WHAT IS ASKED — Give the material below as a JSON list of strings, one string per line and blank lines omitted. Include only the lines from the one containing "of the dirt" through the end of the material, with both ends included.

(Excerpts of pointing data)
-=-=-=-=-
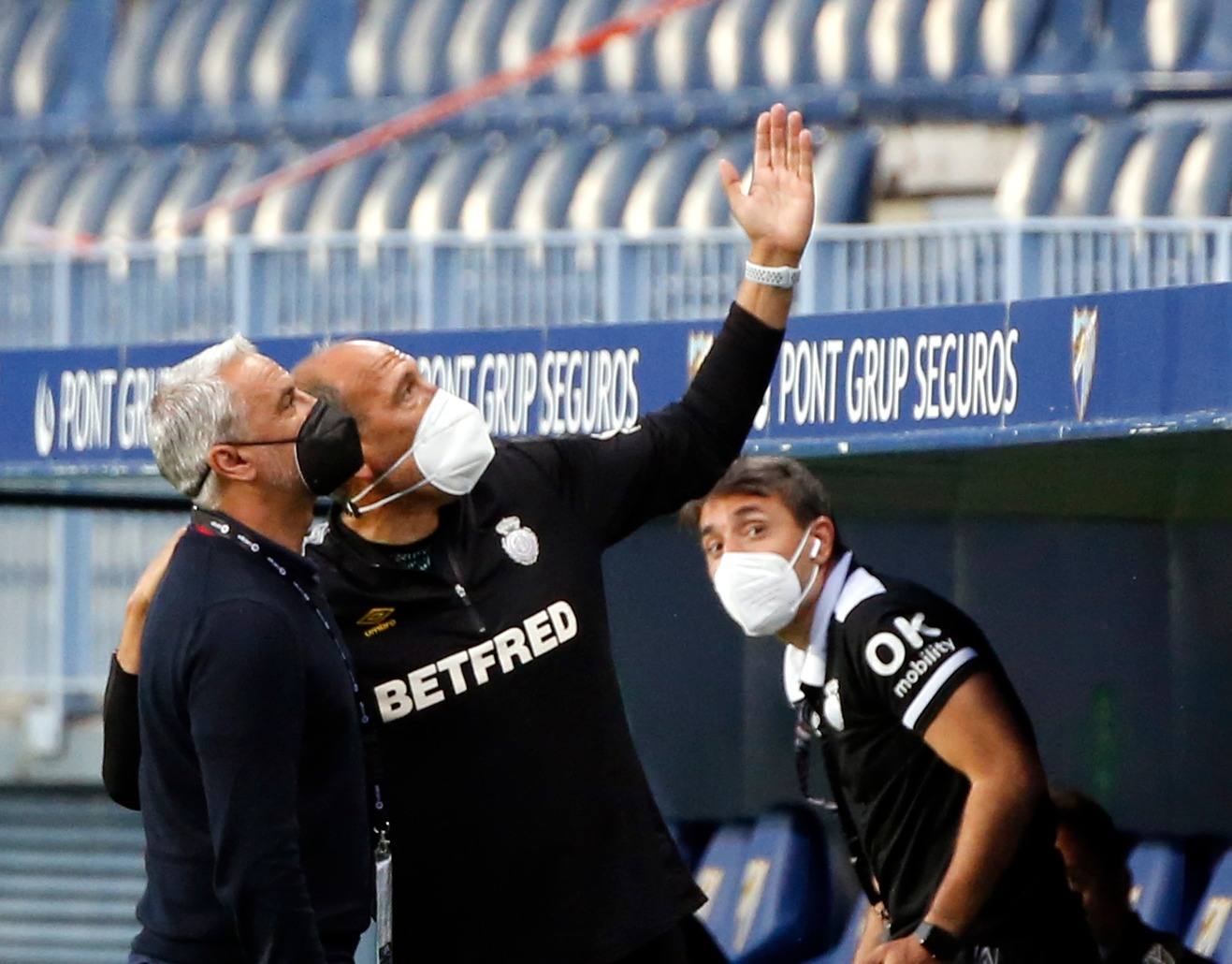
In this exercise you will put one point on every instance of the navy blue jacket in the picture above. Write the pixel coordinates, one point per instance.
(252, 772)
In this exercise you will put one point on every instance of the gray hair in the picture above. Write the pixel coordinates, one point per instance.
(193, 411)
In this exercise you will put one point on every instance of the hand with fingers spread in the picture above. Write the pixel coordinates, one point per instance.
(777, 211)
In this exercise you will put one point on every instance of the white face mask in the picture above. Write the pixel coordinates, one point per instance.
(761, 591)
(451, 447)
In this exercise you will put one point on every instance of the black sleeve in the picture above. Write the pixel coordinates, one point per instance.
(245, 703)
(912, 660)
(615, 482)
(121, 738)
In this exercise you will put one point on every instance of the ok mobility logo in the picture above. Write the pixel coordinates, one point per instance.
(93, 411)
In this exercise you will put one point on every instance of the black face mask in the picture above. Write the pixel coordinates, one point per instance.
(327, 449)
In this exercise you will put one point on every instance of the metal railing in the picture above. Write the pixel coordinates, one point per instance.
(327, 285)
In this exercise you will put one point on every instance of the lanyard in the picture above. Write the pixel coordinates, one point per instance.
(805, 731)
(218, 527)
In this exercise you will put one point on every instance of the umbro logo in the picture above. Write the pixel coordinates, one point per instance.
(375, 615)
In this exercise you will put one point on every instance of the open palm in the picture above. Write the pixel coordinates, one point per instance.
(777, 211)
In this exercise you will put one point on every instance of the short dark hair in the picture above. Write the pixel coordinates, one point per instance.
(769, 476)
(1092, 826)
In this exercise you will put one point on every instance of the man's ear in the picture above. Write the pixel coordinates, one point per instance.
(823, 532)
(228, 461)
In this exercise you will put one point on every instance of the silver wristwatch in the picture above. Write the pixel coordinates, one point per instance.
(776, 278)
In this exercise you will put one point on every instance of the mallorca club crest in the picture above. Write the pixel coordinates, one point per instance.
(519, 541)
(1081, 362)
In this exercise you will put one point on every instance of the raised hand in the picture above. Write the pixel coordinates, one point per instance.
(777, 211)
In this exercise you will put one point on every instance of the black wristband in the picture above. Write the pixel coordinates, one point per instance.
(937, 942)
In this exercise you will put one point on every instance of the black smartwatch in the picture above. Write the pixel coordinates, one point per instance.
(937, 942)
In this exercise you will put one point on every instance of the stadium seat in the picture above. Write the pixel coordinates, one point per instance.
(1210, 933)
(721, 878)
(785, 897)
(1174, 31)
(1204, 182)
(839, 41)
(493, 195)
(844, 951)
(1158, 890)
(422, 53)
(529, 30)
(548, 186)
(679, 45)
(893, 38)
(603, 186)
(788, 51)
(1143, 185)
(388, 200)
(439, 202)
(473, 46)
(950, 32)
(131, 68)
(37, 200)
(656, 197)
(733, 45)
(1091, 171)
(629, 62)
(15, 22)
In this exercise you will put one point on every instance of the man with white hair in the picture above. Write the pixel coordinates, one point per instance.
(253, 767)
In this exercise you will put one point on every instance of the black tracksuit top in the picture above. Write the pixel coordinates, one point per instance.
(524, 828)
(252, 772)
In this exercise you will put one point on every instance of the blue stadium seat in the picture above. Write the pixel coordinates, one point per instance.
(63, 57)
(893, 36)
(656, 197)
(1091, 170)
(476, 39)
(225, 61)
(579, 18)
(733, 45)
(439, 202)
(371, 55)
(844, 178)
(37, 200)
(131, 68)
(301, 51)
(198, 179)
(950, 34)
(602, 189)
(144, 189)
(15, 22)
(1210, 932)
(629, 62)
(704, 201)
(844, 951)
(529, 30)
(721, 878)
(1031, 183)
(840, 41)
(1204, 182)
(788, 51)
(1143, 185)
(175, 84)
(1174, 31)
(337, 201)
(92, 194)
(388, 200)
(1120, 38)
(1009, 32)
(679, 50)
(422, 53)
(548, 186)
(1158, 890)
(785, 897)
(489, 205)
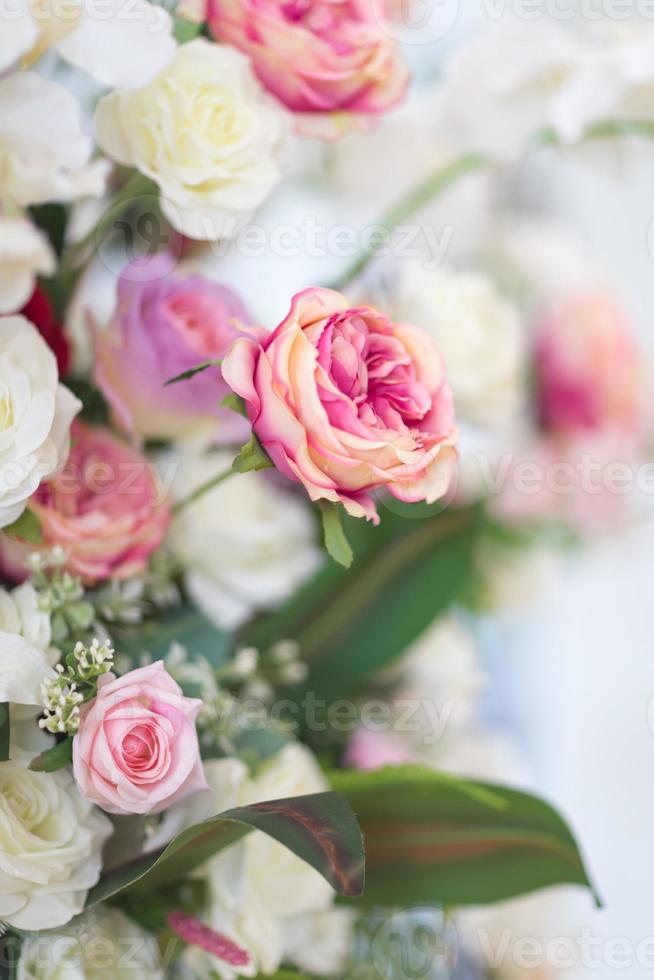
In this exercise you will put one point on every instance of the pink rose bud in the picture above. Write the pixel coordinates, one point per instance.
(330, 61)
(345, 401)
(137, 749)
(106, 508)
(163, 325)
(588, 369)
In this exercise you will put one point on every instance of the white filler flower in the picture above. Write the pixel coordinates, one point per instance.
(205, 131)
(35, 415)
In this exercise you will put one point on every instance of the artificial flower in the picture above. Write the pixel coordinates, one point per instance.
(51, 842)
(36, 413)
(479, 333)
(25, 253)
(137, 749)
(164, 325)
(589, 375)
(345, 401)
(246, 902)
(99, 944)
(106, 508)
(205, 131)
(331, 62)
(44, 153)
(244, 546)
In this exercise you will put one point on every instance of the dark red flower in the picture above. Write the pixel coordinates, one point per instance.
(41, 312)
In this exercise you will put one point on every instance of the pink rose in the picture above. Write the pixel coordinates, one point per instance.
(345, 401)
(329, 60)
(164, 324)
(106, 508)
(588, 369)
(137, 749)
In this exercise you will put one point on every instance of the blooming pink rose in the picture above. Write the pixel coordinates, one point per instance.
(344, 401)
(329, 60)
(163, 325)
(106, 508)
(136, 750)
(588, 368)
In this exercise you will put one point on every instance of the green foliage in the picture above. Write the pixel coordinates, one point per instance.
(321, 829)
(433, 838)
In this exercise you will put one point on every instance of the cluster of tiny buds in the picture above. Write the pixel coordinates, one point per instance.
(61, 702)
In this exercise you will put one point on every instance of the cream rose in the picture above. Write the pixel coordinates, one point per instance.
(100, 944)
(244, 546)
(51, 842)
(478, 331)
(205, 131)
(24, 253)
(44, 154)
(35, 415)
(257, 887)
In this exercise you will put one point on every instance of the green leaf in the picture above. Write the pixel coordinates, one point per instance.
(321, 829)
(235, 403)
(27, 527)
(351, 623)
(433, 838)
(251, 457)
(187, 375)
(5, 732)
(336, 543)
(57, 757)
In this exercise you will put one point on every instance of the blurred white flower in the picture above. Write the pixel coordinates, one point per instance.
(99, 944)
(205, 131)
(479, 332)
(51, 842)
(243, 546)
(44, 155)
(120, 43)
(25, 253)
(35, 415)
(247, 903)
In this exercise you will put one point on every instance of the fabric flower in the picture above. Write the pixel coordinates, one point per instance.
(124, 47)
(106, 509)
(164, 325)
(246, 545)
(24, 254)
(51, 842)
(137, 749)
(40, 311)
(588, 368)
(44, 155)
(330, 61)
(345, 401)
(35, 415)
(246, 902)
(479, 333)
(205, 132)
(101, 943)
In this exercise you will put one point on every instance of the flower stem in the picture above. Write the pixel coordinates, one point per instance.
(417, 197)
(200, 491)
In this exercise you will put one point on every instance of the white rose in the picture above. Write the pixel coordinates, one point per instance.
(479, 332)
(51, 842)
(256, 887)
(245, 545)
(100, 944)
(24, 253)
(124, 47)
(44, 155)
(35, 415)
(205, 131)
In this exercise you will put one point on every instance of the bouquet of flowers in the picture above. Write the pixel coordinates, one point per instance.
(232, 544)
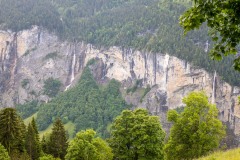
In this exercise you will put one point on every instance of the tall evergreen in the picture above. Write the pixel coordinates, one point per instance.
(32, 141)
(57, 145)
(11, 130)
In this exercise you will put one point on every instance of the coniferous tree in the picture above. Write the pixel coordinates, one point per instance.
(196, 131)
(44, 144)
(57, 145)
(11, 131)
(32, 141)
(3, 153)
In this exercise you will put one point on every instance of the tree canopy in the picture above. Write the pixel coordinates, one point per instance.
(3, 153)
(57, 144)
(222, 16)
(86, 146)
(137, 135)
(196, 131)
(12, 130)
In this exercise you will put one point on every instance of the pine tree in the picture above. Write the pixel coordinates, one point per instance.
(32, 141)
(11, 130)
(57, 144)
(44, 144)
(3, 153)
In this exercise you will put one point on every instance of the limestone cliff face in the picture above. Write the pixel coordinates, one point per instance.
(35, 55)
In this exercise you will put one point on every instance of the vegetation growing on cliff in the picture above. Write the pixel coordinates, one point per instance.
(196, 131)
(134, 135)
(149, 25)
(87, 105)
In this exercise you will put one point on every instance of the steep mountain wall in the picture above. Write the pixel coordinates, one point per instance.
(34, 55)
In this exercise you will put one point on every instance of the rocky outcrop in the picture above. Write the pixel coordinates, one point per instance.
(34, 55)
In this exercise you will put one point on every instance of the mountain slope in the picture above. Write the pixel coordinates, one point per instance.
(147, 25)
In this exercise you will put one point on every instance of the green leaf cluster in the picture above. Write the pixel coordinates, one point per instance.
(86, 146)
(196, 131)
(87, 105)
(147, 25)
(223, 19)
(57, 143)
(137, 135)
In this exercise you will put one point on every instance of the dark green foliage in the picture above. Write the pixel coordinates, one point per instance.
(27, 109)
(32, 141)
(12, 131)
(196, 131)
(148, 25)
(223, 19)
(57, 144)
(51, 87)
(3, 153)
(86, 105)
(85, 146)
(137, 135)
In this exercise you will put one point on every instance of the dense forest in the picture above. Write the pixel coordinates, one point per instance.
(135, 135)
(87, 105)
(147, 25)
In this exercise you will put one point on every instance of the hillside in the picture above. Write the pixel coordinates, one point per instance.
(147, 25)
(232, 154)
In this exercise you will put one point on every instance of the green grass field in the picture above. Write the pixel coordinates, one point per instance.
(233, 154)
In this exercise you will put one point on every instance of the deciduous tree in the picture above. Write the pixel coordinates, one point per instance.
(86, 147)
(137, 135)
(222, 16)
(196, 131)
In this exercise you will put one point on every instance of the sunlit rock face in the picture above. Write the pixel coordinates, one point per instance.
(34, 55)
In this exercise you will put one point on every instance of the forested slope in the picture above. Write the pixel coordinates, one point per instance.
(87, 105)
(148, 25)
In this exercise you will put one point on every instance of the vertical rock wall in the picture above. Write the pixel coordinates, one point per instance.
(35, 55)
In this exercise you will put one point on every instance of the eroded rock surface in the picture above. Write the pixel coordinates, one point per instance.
(35, 55)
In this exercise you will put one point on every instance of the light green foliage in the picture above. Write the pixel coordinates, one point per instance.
(51, 87)
(48, 157)
(3, 153)
(149, 25)
(12, 130)
(86, 105)
(86, 146)
(137, 135)
(196, 131)
(57, 144)
(223, 19)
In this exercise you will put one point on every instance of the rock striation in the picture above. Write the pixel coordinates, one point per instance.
(32, 56)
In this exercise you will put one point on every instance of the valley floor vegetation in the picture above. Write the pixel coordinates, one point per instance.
(134, 135)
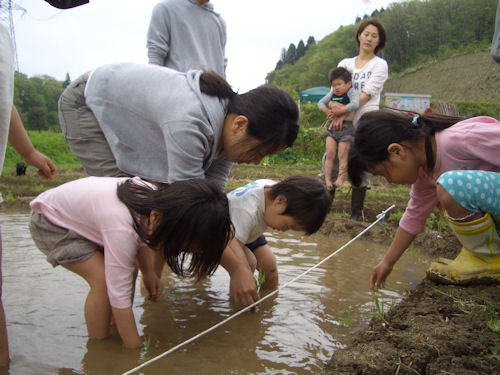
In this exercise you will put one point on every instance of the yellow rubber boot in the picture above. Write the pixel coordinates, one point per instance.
(479, 259)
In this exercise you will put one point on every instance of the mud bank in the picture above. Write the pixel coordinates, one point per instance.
(436, 329)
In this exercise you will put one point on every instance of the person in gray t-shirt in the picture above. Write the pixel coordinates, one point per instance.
(187, 34)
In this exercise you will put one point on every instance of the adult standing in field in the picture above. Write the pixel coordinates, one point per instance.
(369, 73)
(187, 34)
(495, 45)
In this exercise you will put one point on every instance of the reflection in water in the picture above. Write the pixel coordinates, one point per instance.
(295, 331)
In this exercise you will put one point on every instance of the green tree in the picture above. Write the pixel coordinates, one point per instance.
(67, 81)
(301, 50)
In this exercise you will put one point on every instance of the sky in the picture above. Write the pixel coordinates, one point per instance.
(55, 42)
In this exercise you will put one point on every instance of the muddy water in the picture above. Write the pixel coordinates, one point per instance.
(293, 332)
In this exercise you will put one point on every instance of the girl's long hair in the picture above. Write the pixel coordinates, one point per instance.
(194, 221)
(378, 129)
(273, 115)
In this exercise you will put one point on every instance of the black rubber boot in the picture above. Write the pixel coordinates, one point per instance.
(357, 201)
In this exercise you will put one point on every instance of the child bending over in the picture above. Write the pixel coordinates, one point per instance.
(97, 227)
(339, 130)
(448, 162)
(298, 203)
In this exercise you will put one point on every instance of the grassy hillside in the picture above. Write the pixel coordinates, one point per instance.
(473, 77)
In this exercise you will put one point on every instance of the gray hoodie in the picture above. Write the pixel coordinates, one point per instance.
(158, 123)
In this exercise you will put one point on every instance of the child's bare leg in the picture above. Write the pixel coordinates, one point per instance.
(266, 260)
(343, 156)
(252, 261)
(158, 262)
(4, 343)
(331, 149)
(97, 307)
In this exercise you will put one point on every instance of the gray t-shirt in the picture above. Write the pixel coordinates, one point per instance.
(185, 35)
(158, 123)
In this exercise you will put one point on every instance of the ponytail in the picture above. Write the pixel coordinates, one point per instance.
(378, 129)
(273, 115)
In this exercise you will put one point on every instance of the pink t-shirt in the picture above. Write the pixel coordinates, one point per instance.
(472, 144)
(91, 208)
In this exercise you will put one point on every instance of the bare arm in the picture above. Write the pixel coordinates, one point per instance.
(243, 286)
(19, 140)
(125, 323)
(400, 243)
(340, 109)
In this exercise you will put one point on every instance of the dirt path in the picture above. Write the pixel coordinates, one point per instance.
(436, 329)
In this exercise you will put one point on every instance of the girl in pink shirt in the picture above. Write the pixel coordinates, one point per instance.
(448, 162)
(101, 228)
-=-=-=-=-
OUTPUT —
[
  "In this exercise you will put one point on every instance of the dirt path in the picture above. Write the pixel coordinates, one point per instance.",
  "(436, 329)",
  "In this exercise you will put one point on every instance of the girl in pink shirt in the picture above. Write the pixel coordinates, one point per instance.",
  "(448, 162)",
  "(101, 228)"
]